## Given entries
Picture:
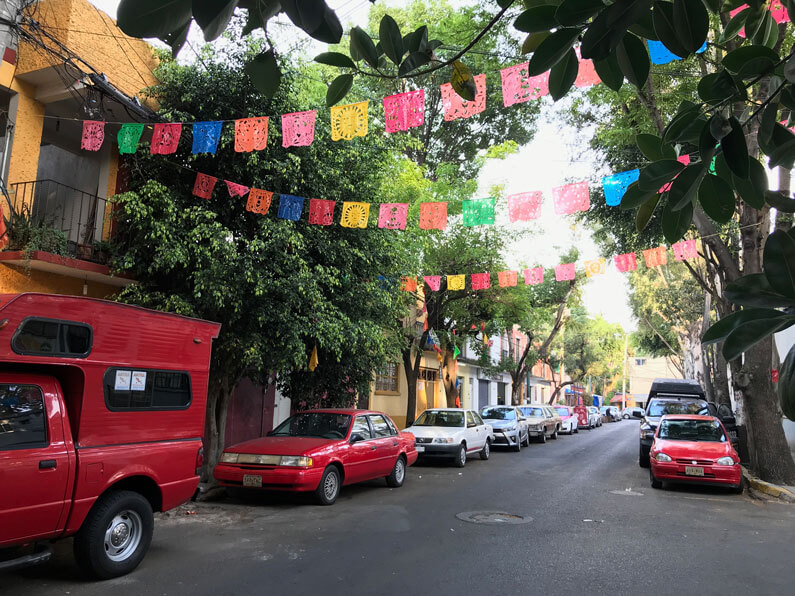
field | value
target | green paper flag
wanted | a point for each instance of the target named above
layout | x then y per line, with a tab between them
479	212
128	137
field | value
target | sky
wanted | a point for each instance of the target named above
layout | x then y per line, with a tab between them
553	158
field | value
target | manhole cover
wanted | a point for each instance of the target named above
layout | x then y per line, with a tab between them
494	518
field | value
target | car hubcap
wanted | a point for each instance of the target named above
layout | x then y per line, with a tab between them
123	535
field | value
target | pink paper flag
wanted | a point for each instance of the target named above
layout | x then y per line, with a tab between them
298	129
457	107
93	135
626	262
565	272
392	216
524	206
165	138
655	257
434	282
204	185
685	250
481	281
404	110
507	279
534	276
571	198
519	87
236	190
321	212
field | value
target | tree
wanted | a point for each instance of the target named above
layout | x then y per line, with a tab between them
278	288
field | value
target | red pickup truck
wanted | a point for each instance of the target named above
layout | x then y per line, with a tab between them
101	421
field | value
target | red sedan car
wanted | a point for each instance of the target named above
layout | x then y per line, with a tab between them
694	449
320	451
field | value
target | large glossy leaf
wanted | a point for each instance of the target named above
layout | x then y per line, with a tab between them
691	20
552	50
264	73
540	18
779	262
609	71
391	40
153	18
735	150
716	198
563	75
608	28
575	12
633	60
658	173
675	222
665	28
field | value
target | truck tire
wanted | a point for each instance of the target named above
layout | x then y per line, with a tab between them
115	535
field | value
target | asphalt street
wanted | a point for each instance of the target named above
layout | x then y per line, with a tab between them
597	527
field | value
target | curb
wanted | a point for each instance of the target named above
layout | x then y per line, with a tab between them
767	488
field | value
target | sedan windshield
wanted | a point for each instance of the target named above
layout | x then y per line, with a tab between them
692	430
440	418
314	424
499	413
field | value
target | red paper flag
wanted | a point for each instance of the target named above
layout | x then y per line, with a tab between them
321	212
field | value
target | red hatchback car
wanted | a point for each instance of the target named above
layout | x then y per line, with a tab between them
320	451
694	449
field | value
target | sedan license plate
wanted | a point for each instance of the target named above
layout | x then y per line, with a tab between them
252	480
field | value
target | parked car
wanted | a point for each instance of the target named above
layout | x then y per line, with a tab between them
101	422
451	433
568	418
508	426
320	451
694	449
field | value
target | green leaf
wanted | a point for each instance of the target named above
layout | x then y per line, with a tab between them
685	187
752	189
665	28
539	18
264	73
153	18
609	71
658	173
645	212
633	59
552	50
335	59
391	39
412	62
750	61
608	28
735	150
362	45
575	12
779	262
675	222
717	199
462	81
691	20
338	89
755	290
563	75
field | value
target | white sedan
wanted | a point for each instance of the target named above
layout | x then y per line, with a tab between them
451	433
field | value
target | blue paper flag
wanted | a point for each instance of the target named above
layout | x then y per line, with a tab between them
205	136
290	207
616	185
659	54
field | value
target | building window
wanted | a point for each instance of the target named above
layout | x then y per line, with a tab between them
386	379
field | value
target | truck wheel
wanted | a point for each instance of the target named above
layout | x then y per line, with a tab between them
115	535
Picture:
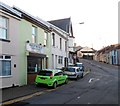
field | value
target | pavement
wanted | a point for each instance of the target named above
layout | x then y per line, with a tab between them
19	93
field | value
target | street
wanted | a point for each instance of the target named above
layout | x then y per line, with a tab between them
100	86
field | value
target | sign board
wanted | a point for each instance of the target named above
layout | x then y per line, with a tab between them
36	48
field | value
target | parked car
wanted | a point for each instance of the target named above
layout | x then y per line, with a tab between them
51	77
80	65
74	72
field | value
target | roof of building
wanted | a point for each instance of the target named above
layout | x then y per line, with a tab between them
65	24
9	9
33	18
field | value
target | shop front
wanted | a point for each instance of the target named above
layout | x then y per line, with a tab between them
36	60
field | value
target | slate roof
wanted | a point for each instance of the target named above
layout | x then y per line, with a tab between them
65	24
9	9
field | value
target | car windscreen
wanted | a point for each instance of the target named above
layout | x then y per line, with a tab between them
45	73
71	69
79	65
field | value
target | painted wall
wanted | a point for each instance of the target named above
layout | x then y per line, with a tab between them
56	51
26	34
11	48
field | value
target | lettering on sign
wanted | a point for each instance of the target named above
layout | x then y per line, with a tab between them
32	47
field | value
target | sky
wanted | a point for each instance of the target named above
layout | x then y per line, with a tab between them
100	18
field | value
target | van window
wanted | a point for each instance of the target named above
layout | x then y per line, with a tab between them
45	73
71	69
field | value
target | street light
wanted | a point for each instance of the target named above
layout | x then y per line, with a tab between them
81	23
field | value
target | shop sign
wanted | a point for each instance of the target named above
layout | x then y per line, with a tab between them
32	47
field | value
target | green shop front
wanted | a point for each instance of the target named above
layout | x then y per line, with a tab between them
36	60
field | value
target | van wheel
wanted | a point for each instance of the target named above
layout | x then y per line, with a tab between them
66	81
54	85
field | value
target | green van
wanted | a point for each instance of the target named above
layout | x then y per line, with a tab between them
51	77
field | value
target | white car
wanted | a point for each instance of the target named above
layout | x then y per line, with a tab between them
74	72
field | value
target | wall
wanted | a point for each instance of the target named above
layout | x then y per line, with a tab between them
11	48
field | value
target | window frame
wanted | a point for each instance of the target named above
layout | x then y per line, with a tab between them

## Short task
Your copy should match the records word for word, with the pictures removed.

## Solution to the exercise
Picture:
field | value
target | green paper flag
wanted | a point for each instance of the target named above
layout | x then y per line, with a tab between them
479	212
128	137
field | value
target | sky
wanted | a point for each instance of the target named above
layout | x then y per line, with a tab between them
553	158
field | value
target | manhole cover
wanted | a point for each instance of the target named above
layout | x then y per line, with a tab between them
494	518
field | value
target | car hubcap
wanted | a point for each instance of the target named above
layout | x then y per line, with a tab between them
123	535
field | value
target | pink paper flag
wanted | a point for each instance of the target named above
layout | x then y per line, with a tab between them
298	129
457	107
93	135
626	262
565	272
392	216
524	206
165	138
655	257
434	282
204	185
685	250
481	281
404	110
507	279
534	276
571	198
519	87
236	190
321	212
field | value
target | tree
wanted | a point for each instance of the target named above
layout | x then y per line, with a tab between them
278	288
field | value
target | red pickup truck
wanted | a point for each instance of the target named above
layout | x then y per line, with a tab between them
101	421
field | value
target | red sedan car
wanted | a point for each instance of the target named above
layout | x then y per line, with a tab between them
694	449
320	451
field | value
target | large glossy leaf
wanted | a point for each instance of the target named above
layout | x then y per line, with a tab between them
691	20
552	50
264	73
540	18
779	262
609	71
391	40
153	18
735	150
716	198
563	75
608	28
575	12
633	60
658	173
675	222
665	28
field | value
target | truck tire
wanted | a point for each instance of the target named above
layout | x then y per line, with a tab between them
115	535
field | value
target | asphalt street
wanted | a point for each instance of the target named above
layout | x then y per line, with a tab between them
597	527
field | value
target | curb
wanted | a point for each instance of the target named above
layout | x then y per line, with a tab between them
767	488
field | value
target | sedan windshield
wanted | a point for each instance of the target named above
layout | x then y per line, with a tab between them
692	430
440	418
314	424
499	413
field | value
target | red paper flag
wanted | a point for each instance of the target named above
layout | x then y per line, with a tab between them
321	212
field | value
target | red hatchback car
wanted | a point for each instance of the target named above
layout | x then y per line, with a tab between them
320	451
694	449
field | value
target | sedan license plate
wanted | a point for each instance of the target named above
layout | x then y per line, with a tab between them
252	480
field | value
target | parked car
wanted | a point for each instance of the target named above
layout | x then y per line, with a tab between them
101	422
451	433
568	418
508	426
320	451
694	449
field | value
target | green leaf
wanted | a point for each instance of the target named above
layout | x then y per line, with a tab between them
685	187
752	189
665	28
539	18
264	73
153	18
609	71
658	173
645	212
633	59
552	50
335	59
391	39
412	62
750	61
608	28
735	150
362	45
575	12
779	262
675	222
717	199
462	81
691	20
338	89
755	290
563	75
field | value
target | white sedan
wanted | a point for each instance of the target named above
layout | x then y per line, with a tab between them
451	433
field | value
target | blue paper flag
wanted | a point for each instance of the target named above
layout | x then y per line, with a tab between them
205	136
290	207
616	185
659	54
field | value
target | building window
wanted | a point for each instance of the target named above
layout | x then y per line, with a tab between them
386	379
field | value
target | truck wheel
wanted | a point for each instance of the target named above
layout | x then y per line, with a tab between them
115	535
Picture:
field | value
target | pavement
wanted | a point for each instance of the target named above
layout | x then y per line, with a tab between them
19	93
field | value
target | street
wanted | a point for each instance of the target named above
layout | x then y per line, with a tab between them
100	86
field | value
target | sign board
wanted | a point for each instance of the target named above
layout | x then y per line, with a tab between them
36	48
field | value
target | parked car
wanted | a point for each instance of the target named above
layout | x then y per line, with a tab between them
51	77
80	65
74	72
field | value
target | roof of building
wanted | a point for each instance of the target named above
layout | x then y per line, with a tab between them
65	24
9	9
33	18
field | value
target | shop front
wanted | a point for each instance of the target named above
layout | x then y per line, with a tab between them
36	60
field | value
target | slate roof
wanted | a point for each instance of the target named above
layout | x then y per line, with a tab between them
65	24
9	9
field | value
target | car windscreen
wanted | a point for each instance of the target named above
layout | x then y per line, with a tab between them
45	73
71	69
79	65
field | value
target | painted wall
wanted | a point for each instance of the target named above
layout | x then y per line, with a tab between them
56	51
26	34
11	48
field | value
target | lettering on sign
wanted | a point for each instance of the target named above
layout | x then y per line, with a tab between them
32	47
field | value
target | sky
wanted | a point for each instance of the target named above
layout | x then y per line, with a tab between them
100	18
field | value
target | van window
wanted | a point for each instance of the target named above
layout | x then y per line, with a tab between them
45	73
71	69
field | value
target | street light
wanted | a point for each instance of the target named above
layout | x then y per line, with a tab between them
81	23
field | value
target | shop sign
wanted | a point for each instance of the target named above
layout | x then y per line, with a tab between them
32	47
field | value
target | green shop front
wanted | a point for each instance of the target named above
layout | x then y per line, with a tab between them
36	60
field | value
target | van wheel
wanted | a point for each instance of the target named above
layout | x then y per line, with a tab between them
66	81
54	85
field | value
target | green van
wanted | a point for each instance of the target named above
layout | x then y per line, with a tab between them
51	77
field | value
target | white car
wanted | a point for each instance of the target named above
layout | x then y per line, with a tab between them
74	72
field | value
target | wall
wanted | a point for each instance of the target named above
layout | x then y per line, with a tab between them
11	48
field | value
target | window frame
wanted | a point for each instance of the target named above
layout | x then y per line, with a tab between them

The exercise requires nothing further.